## [DOCUMENT SEGMENT]
● ● ● ● ●

# 05 Nissan X Trail, looks imaculate, should I BUY?



## ccrew (May 17, 2011)

Hello Nissan friends!
Re: Purchasing an 05 Nissan X trail:

I have a hard decission to make, I have been doing a lot of researching and I'm just not sure if I should buy this vehicle or not! I really can't afford a payment as well as constant repairs. 
It looks like a new car, but has 180,000 km's on it. 
I may be unsure but not stupid, we are taking it to a mechanic as it is being sold "as is" (the dealer we are purchasing it from want about $1500 more to safety and certify, forget that!) even if it happens to need NOTHING! 
Anyway with this many km's on it and it looking so polished I would imagine that it has been cared for very well and that any issues were fixed promptly. 
I have a ton of things that I want our mechanic to check, (poor guy) but is there anything that anyone suggests I have looked at? And no he isn't NiSSAN but has been servicing my Subaru for years and doing fine (we did get the head gaskets for the Subaru fixed at a Subaru dealer though). Is there any way to tell what things have been fixed (since Nissan apparently doesn't do even "Global" recalls! :lame:
I'm just not sure if some people just got lemons or the vehicles had previous owners sometimes that were hard on the vehicles or towing etc.

● ● ● ● ●

## [DATASET]
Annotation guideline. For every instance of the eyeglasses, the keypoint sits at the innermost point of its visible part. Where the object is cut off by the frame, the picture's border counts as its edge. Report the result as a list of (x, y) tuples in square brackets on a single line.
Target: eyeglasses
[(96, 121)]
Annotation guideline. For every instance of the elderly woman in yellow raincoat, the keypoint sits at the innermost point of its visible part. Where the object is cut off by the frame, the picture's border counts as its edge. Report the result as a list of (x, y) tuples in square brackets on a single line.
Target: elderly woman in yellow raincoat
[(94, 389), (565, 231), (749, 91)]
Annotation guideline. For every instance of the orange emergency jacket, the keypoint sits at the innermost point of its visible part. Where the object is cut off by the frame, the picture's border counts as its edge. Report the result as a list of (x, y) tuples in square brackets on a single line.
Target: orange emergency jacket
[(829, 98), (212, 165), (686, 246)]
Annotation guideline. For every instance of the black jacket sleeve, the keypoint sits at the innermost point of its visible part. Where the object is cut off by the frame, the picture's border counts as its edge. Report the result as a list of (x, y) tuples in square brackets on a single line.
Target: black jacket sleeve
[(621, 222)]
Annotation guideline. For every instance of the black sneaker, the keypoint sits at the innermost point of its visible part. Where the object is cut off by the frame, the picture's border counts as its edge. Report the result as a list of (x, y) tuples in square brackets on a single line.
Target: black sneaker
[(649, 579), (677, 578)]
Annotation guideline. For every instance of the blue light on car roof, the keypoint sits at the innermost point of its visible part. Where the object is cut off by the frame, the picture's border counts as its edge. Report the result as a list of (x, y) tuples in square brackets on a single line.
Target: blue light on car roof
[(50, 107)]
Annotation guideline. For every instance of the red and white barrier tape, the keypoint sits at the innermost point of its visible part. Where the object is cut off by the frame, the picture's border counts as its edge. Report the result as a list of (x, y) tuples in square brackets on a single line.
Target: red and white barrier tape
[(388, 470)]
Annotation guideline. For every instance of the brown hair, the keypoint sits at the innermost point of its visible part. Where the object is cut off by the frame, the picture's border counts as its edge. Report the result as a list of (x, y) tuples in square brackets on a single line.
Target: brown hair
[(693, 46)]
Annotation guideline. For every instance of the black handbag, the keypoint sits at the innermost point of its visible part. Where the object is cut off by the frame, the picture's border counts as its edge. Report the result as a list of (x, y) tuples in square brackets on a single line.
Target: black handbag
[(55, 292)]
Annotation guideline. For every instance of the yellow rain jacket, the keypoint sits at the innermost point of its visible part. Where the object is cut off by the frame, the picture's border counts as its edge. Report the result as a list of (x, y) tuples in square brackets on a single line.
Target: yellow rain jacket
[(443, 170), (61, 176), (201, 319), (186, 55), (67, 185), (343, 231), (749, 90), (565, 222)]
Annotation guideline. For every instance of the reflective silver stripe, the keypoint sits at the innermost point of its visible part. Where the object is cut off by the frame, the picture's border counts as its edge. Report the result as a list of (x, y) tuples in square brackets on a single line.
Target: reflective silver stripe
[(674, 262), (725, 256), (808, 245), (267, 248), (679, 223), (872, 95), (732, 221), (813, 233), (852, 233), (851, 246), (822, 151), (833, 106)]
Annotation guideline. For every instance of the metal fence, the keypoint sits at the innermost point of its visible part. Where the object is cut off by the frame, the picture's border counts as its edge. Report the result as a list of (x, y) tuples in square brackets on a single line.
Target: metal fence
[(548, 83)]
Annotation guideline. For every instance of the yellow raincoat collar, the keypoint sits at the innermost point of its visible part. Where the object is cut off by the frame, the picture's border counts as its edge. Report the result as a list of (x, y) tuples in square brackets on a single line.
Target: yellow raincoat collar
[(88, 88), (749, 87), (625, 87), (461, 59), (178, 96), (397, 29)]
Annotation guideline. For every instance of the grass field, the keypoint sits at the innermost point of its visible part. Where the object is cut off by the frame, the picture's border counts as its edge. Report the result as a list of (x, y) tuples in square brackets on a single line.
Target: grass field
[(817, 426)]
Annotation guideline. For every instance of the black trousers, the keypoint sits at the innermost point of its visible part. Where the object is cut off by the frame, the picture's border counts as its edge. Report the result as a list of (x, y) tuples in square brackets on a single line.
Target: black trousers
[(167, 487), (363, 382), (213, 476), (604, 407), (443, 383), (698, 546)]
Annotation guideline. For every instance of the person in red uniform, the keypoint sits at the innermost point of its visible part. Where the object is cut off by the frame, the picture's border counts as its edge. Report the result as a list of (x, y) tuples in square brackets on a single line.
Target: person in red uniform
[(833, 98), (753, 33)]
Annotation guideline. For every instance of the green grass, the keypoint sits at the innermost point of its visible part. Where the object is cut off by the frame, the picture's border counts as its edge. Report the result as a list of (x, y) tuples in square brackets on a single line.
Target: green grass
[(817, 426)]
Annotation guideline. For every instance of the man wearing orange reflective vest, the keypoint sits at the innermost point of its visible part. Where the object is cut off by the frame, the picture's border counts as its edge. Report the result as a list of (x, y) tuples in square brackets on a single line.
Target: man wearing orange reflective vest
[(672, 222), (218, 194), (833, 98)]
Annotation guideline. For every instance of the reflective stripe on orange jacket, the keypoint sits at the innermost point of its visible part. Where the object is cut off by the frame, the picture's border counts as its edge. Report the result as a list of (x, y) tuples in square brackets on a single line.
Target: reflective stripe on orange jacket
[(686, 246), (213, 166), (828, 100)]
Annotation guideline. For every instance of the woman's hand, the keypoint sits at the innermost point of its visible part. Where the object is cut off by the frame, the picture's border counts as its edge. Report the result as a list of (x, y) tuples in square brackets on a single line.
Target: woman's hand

● ● ● ● ●

## [PROBLEM SET]
(a) In the forum post about buying a used Nissan X-Trail, how much more does the dealer want to safety and certify the vehicle?
(b) Please carry on the forum post about buying a used Nissan X-Trail from the point where it stops.

## [TASK-BY-TASK ANSWERS]
(a) About $1500.

(b)
Tanks for any advice, ccrew


----------



## lobogobo (May 12, 2009)

Hi ccrew. I owned an 06 Xtrail I purchased with 50,000 k's. At 80,000 I had to change all the brake pads. The dealer changed the wheel bearings on drivers side. It seems the X's have a problem with the bearings. Thank God it was under warranty. Then I traded it in. Other than that I liked the vehicle. Sure was cheap on gas. I personally wouldn't buy a vehicle with more than 100,000 on it. But that is just me. As far as trying to tell what has been done, unless you see receipts or the dealer has a record, there's no way to tell. If it's being sold as is from the dealer, I'd expect to get it for next to nothing. Also you won't have a warranty. I got 8 grand from the dealer on trade here in Canada and mine was able to pass the safety. How much does the dealer want?


----------



## ccrew (May 17, 2011)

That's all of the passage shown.